INSTRUCTIONS FOR THE TASK:
Every record must be written out once more, with nothing added or omitted.

WORKING DATA:
# # # # #
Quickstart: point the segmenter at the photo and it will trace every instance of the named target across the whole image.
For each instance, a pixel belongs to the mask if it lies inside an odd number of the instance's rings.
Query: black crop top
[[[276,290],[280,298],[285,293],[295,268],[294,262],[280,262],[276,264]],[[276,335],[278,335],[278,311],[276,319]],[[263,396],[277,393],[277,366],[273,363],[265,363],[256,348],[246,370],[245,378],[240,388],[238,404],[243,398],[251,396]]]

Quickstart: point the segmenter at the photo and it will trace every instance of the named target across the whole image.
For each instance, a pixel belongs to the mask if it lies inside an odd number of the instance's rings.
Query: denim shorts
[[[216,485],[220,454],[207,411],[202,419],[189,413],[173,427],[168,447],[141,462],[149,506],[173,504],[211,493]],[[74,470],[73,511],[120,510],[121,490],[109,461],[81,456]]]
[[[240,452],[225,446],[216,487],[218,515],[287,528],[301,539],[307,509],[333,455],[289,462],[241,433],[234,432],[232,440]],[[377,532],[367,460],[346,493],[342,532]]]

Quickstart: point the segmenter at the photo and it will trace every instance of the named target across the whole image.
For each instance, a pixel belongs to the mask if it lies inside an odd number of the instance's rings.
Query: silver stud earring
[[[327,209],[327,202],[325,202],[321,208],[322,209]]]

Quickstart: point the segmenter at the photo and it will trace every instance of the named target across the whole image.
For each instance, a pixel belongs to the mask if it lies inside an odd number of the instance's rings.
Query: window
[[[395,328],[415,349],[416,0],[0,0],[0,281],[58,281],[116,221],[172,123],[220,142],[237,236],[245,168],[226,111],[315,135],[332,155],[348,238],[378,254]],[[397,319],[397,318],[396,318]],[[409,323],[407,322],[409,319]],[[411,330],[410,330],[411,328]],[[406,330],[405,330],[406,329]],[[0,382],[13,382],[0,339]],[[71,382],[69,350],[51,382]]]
# # # # #
OUTPUT BELOW:
Quickstart: point the segmenter at the photo and it will trace every instance of the named target across the whole image.
For each instance, a pixel belongs to the mask if it lies inside an odd number of the instance's rings.
Query: black crop top
[[[276,290],[280,298],[285,293],[295,268],[294,262],[280,262],[276,264]],[[276,335],[278,335],[278,311],[276,319]],[[263,396],[277,393],[277,366],[273,363],[265,363],[256,348],[246,370],[245,378],[240,388],[238,404],[243,398],[251,396]]]

Quickstart: point the segmenter at the photo and it will trace every instance of the named target across the whole image.
For each instance, a pixel belongs to the mask if it lies inside an odd number of the instance's rings.
Query: denim shorts
[[[216,485],[220,454],[207,411],[202,419],[189,413],[173,427],[168,447],[141,462],[149,506],[173,504],[211,493]],[[74,470],[73,511],[120,510],[121,490],[109,461],[81,456]]]
[[[240,452],[225,446],[216,487],[218,515],[287,528],[301,539],[307,509],[333,455],[289,462],[241,433],[234,432],[232,440]],[[377,532],[367,460],[346,493],[342,532]]]

Quickstart: point the segmenter at the photo and it will trace every instance of the named target across the whole image.
For each instance, a pixel belongs to the mask if it lies inside an odd number of the instance's rings.
Query: silver stud earring
[[[327,209],[327,202],[325,202],[321,208],[322,209]]]

Quickstart: point the segmenter at the photo and it will trace every instance of the named target across the whole image.
For each instance, a pixel belongs to the mask if it lies inside an odd number of the instance's rings.
Query: window
[[[395,328],[415,349],[416,0],[0,0],[0,281],[58,281],[116,221],[172,123],[220,142],[237,236],[245,168],[226,111],[315,135],[332,155],[348,238],[378,254]],[[397,319],[397,318],[396,318]],[[409,323],[407,322],[409,319]],[[411,330],[410,330],[411,328]],[[406,330],[405,330],[406,329]],[[0,382],[13,382],[0,339]],[[71,382],[69,350],[51,382]]]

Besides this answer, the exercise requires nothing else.